• [Prompt]: Transcribe the records exactly from the line with "point: the window sill, one" to the end, both included.

• [Point labeling examples]:
-----
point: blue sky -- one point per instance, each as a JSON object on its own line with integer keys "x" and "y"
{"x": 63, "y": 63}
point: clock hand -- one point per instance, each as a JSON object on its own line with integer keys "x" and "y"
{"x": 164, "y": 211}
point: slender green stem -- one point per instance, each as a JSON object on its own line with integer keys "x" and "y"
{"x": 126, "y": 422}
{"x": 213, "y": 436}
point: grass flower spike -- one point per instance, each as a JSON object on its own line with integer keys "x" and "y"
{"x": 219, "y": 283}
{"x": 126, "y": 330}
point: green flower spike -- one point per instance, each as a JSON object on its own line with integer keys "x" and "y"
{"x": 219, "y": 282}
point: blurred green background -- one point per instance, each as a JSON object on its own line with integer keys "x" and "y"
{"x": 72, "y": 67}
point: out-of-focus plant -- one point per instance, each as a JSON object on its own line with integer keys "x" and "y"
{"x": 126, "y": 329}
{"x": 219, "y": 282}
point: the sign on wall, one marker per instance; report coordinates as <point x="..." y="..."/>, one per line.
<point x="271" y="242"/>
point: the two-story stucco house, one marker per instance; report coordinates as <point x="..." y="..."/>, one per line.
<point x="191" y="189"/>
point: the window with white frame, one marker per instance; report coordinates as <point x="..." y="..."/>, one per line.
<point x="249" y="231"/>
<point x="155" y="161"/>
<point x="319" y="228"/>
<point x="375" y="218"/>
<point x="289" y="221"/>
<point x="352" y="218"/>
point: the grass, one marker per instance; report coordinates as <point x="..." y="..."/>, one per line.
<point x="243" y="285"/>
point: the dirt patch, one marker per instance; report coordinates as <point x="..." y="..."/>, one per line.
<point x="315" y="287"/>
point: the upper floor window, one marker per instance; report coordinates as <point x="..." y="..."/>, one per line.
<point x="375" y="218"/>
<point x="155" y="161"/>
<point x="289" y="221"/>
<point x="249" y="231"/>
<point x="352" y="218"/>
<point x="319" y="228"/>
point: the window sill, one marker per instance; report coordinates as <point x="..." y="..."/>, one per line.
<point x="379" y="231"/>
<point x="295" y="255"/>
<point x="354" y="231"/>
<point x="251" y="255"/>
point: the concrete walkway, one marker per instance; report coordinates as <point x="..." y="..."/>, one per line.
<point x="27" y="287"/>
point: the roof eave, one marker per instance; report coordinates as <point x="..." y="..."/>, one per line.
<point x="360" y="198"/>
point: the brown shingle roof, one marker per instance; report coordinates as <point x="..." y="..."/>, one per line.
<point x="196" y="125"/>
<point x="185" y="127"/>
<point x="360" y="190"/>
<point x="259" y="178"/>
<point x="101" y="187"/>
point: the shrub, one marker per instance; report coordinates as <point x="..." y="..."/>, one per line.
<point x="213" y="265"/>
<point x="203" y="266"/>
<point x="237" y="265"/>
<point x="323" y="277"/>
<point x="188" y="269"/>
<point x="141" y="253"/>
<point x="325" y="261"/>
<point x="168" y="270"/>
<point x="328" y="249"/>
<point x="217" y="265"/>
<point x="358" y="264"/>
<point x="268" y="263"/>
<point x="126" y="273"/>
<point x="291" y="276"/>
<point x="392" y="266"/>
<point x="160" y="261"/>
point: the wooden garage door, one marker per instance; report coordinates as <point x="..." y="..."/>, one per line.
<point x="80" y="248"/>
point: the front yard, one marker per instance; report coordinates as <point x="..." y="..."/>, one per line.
-----
• [Task response]:
point: the window sill, one marker per instance; report coordinates as <point x="..." y="..."/>, one per line.
<point x="379" y="231"/>
<point x="295" y="255"/>
<point x="354" y="231"/>
<point x="251" y="255"/>
point: the concrete walkway, one marker per instance; report coordinates as <point x="..." y="..."/>, one per line.
<point x="27" y="287"/>
point: the roof eave, one marker per instance; report coordinates as <point x="..." y="..."/>, one per line.
<point x="360" y="198"/>
point: the brown shingle roof, one marker per instance; report coordinates as <point x="..." y="..."/>, one per line.
<point x="196" y="125"/>
<point x="185" y="127"/>
<point x="360" y="190"/>
<point x="259" y="178"/>
<point x="101" y="187"/>
point: the shrub, one marker per instance; report coordinates as <point x="..." y="..."/>, one per line.
<point x="213" y="265"/>
<point x="203" y="266"/>
<point x="237" y="265"/>
<point x="323" y="277"/>
<point x="188" y="269"/>
<point x="141" y="253"/>
<point x="325" y="261"/>
<point x="168" y="270"/>
<point x="328" y="249"/>
<point x="217" y="265"/>
<point x="358" y="264"/>
<point x="268" y="263"/>
<point x="126" y="273"/>
<point x="291" y="276"/>
<point x="392" y="266"/>
<point x="160" y="261"/>
point: the wooden garage door, one marker per instance; report coordinates as <point x="..." y="..."/>, one per line.
<point x="80" y="248"/>
point: the front yard, one marker per instance; report coordinates as <point x="..." y="..."/>, one per line.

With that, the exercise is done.